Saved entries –
- Opening Delimiter -
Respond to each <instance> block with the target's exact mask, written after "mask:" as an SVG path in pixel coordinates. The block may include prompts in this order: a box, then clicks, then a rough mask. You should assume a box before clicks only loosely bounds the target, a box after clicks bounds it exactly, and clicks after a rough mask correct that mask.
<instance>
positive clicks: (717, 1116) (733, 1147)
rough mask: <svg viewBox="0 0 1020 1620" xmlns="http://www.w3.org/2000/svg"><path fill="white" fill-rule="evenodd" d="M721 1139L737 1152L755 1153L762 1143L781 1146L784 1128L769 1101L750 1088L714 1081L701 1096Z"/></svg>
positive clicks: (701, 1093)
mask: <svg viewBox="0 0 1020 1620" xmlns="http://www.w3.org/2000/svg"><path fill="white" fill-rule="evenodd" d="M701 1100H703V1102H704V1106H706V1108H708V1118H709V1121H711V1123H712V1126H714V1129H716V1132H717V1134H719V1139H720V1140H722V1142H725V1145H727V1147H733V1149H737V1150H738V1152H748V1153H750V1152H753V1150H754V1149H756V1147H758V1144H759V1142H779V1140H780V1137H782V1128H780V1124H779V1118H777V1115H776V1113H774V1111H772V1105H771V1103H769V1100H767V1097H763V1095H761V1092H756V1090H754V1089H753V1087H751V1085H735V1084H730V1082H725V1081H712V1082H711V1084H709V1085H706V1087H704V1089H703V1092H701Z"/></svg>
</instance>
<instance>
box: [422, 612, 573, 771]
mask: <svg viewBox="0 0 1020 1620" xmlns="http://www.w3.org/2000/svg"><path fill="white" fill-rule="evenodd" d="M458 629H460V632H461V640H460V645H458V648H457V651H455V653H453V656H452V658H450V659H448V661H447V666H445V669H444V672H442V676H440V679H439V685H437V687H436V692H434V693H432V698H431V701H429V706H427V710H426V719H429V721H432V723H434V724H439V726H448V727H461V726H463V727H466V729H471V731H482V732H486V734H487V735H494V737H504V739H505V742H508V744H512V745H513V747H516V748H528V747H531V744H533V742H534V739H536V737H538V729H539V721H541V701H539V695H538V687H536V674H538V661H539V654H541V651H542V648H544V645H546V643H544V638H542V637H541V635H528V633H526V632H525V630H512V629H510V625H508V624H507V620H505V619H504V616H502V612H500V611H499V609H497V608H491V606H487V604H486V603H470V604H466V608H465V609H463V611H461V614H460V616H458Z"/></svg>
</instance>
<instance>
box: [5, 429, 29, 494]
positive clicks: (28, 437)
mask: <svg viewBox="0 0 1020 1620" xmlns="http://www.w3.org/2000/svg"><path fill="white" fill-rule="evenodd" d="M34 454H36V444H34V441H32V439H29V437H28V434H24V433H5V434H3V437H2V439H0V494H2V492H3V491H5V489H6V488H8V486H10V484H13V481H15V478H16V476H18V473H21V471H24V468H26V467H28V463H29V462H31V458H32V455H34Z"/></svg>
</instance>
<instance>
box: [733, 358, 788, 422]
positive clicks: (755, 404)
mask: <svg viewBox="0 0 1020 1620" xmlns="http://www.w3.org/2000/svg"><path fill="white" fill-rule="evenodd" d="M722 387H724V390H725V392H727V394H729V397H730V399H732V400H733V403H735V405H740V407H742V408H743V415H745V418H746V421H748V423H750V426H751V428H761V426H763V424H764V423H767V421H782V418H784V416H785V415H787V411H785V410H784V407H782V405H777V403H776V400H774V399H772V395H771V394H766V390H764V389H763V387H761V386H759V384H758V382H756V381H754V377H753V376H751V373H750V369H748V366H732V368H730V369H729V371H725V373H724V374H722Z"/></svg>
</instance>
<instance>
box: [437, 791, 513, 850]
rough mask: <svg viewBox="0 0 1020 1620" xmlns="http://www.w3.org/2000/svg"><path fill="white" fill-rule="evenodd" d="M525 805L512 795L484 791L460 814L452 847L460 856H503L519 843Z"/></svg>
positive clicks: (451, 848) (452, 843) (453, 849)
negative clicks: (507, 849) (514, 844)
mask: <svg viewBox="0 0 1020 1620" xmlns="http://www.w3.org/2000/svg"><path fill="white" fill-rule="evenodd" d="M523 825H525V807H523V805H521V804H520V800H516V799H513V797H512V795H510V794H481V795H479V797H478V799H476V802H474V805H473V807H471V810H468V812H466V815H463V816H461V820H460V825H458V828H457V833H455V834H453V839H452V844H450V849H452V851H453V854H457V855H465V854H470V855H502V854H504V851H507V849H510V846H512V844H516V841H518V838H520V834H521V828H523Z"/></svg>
- Closing Delimiter -
What is needed – Repeat every entry exactly. Nothing may be dropped.

Your response –
Respond to each <instance> block with the target's exact mask, written after "mask:" as an SVG path in pixel coordinates. The block may include prompts in this order: a box, then clicks, then a rough mask. You should assume a box before clicks only loosely bounds the target, a box after clicks bounds it exactly, and clicks after a rough mask correct that mask.
<instance>
positive clicks: (717, 1116) (733, 1147)
rough mask: <svg viewBox="0 0 1020 1620" xmlns="http://www.w3.org/2000/svg"><path fill="white" fill-rule="evenodd" d="M721 1139L737 1152L755 1153L762 1143L781 1146L784 1128L769 1101L750 1088L714 1081L701 1096Z"/></svg>
positive clicks: (701, 1093)
mask: <svg viewBox="0 0 1020 1620" xmlns="http://www.w3.org/2000/svg"><path fill="white" fill-rule="evenodd" d="M701 1100H703V1102H704V1106H706V1108H708V1118H709V1121H711V1123H712V1126H714V1129H716V1132H717V1134H719V1139H720V1140H722V1142H725V1145H727V1147H733V1149H737V1150H738V1152H748V1153H750V1152H753V1150H754V1149H756V1147H758V1144H759V1142H779V1140H780V1137H782V1128H780V1124H779V1118H777V1115H776V1113H774V1111H772V1105H771V1103H769V1100H767V1097H763V1095H761V1092H756V1090H754V1089H753V1087H751V1085H735V1084H730V1082H725V1081H712V1082H711V1084H709V1085H706V1087H704V1089H703V1092H701Z"/></svg>
</instance>
<instance>
box: [422, 612, 573, 771]
mask: <svg viewBox="0 0 1020 1620" xmlns="http://www.w3.org/2000/svg"><path fill="white" fill-rule="evenodd" d="M458 629H460V632H461V640H460V645H458V648H457V651H455V653H453V656H452V658H450V659H448V661H447V666H445V669H444V672H442V676H440V679H439V685H437V687H436V692H434V693H432V698H431V701H429V706H427V710H426V719H429V721H432V723H434V724H439V726H448V727H461V726H463V727H466V729H471V731H482V732H486V734H487V735H494V737H504V739H505V742H508V744H512V745H513V747H516V748H528V747H531V744H533V742H534V739H536V737H538V729H539V721H541V701H539V695H538V687H536V674H538V661H539V654H541V651H542V648H544V645H546V643H544V638H542V637H541V635H528V633H526V632H525V630H512V629H510V625H508V624H507V620H505V619H504V616H502V612H500V611H499V609H497V608H491V606H487V604H486V603H470V604H466V608H465V609H463V611H461V614H460V616H458Z"/></svg>
</instance>
<instance>
box: [5, 429, 29, 494]
positive clicks: (28, 437)
mask: <svg viewBox="0 0 1020 1620" xmlns="http://www.w3.org/2000/svg"><path fill="white" fill-rule="evenodd" d="M34 454H36V444H34V441H32V439H29V437H28V434H24V433H5V434H3V437H2V439H0V494H2V492H3V491H5V489H6V488H8V486H10V484H13V481H15V478H16V476H18V473H21V471H24V468H26V467H28V463H29V462H31V458H32V455H34Z"/></svg>
</instance>
<instance>
box: [733, 358, 788, 422]
positive clicks: (755, 404)
mask: <svg viewBox="0 0 1020 1620" xmlns="http://www.w3.org/2000/svg"><path fill="white" fill-rule="evenodd" d="M722 387H724V390H725V392H727V394H729V397H730V399H732V400H733V403H735V405H740V407H742V408H743V415H745V418H746V421H748V423H750V426H751V428H761V426H763V424H764V423H767V421H782V418H784V416H785V415H787V411H785V410H784V407H782V405H777V403H776V400H774V399H772V395H771V394H766V390H764V389H763V387H761V386H759V384H758V382H756V381H754V377H753V376H751V373H750V369H748V366H732V368H730V369H729V371H725V373H724V374H722Z"/></svg>
</instance>
<instance>
box: [437, 791, 513, 850]
rough mask: <svg viewBox="0 0 1020 1620" xmlns="http://www.w3.org/2000/svg"><path fill="white" fill-rule="evenodd" d="M525 805L512 795L484 791L460 814L452 847L460 856H503L519 843Z"/></svg>
positive clicks: (451, 848) (452, 843) (453, 849)
negative clicks: (507, 849) (514, 844)
mask: <svg viewBox="0 0 1020 1620" xmlns="http://www.w3.org/2000/svg"><path fill="white" fill-rule="evenodd" d="M523 825H525V807H523V805H521V804H520V800H516V799H513V797H512V795H510V794H481V795H479V797H478V799H476V802H474V805H473V807H471V810H468V812H466V815H463V816H461V820H460V825H458V828H457V833H455V834H453V839H452V844H450V849H452V851H453V854H457V855H465V854H470V855H502V854H504V851H507V849H510V846H512V844H516V841H518V838H520V834H521V828H523Z"/></svg>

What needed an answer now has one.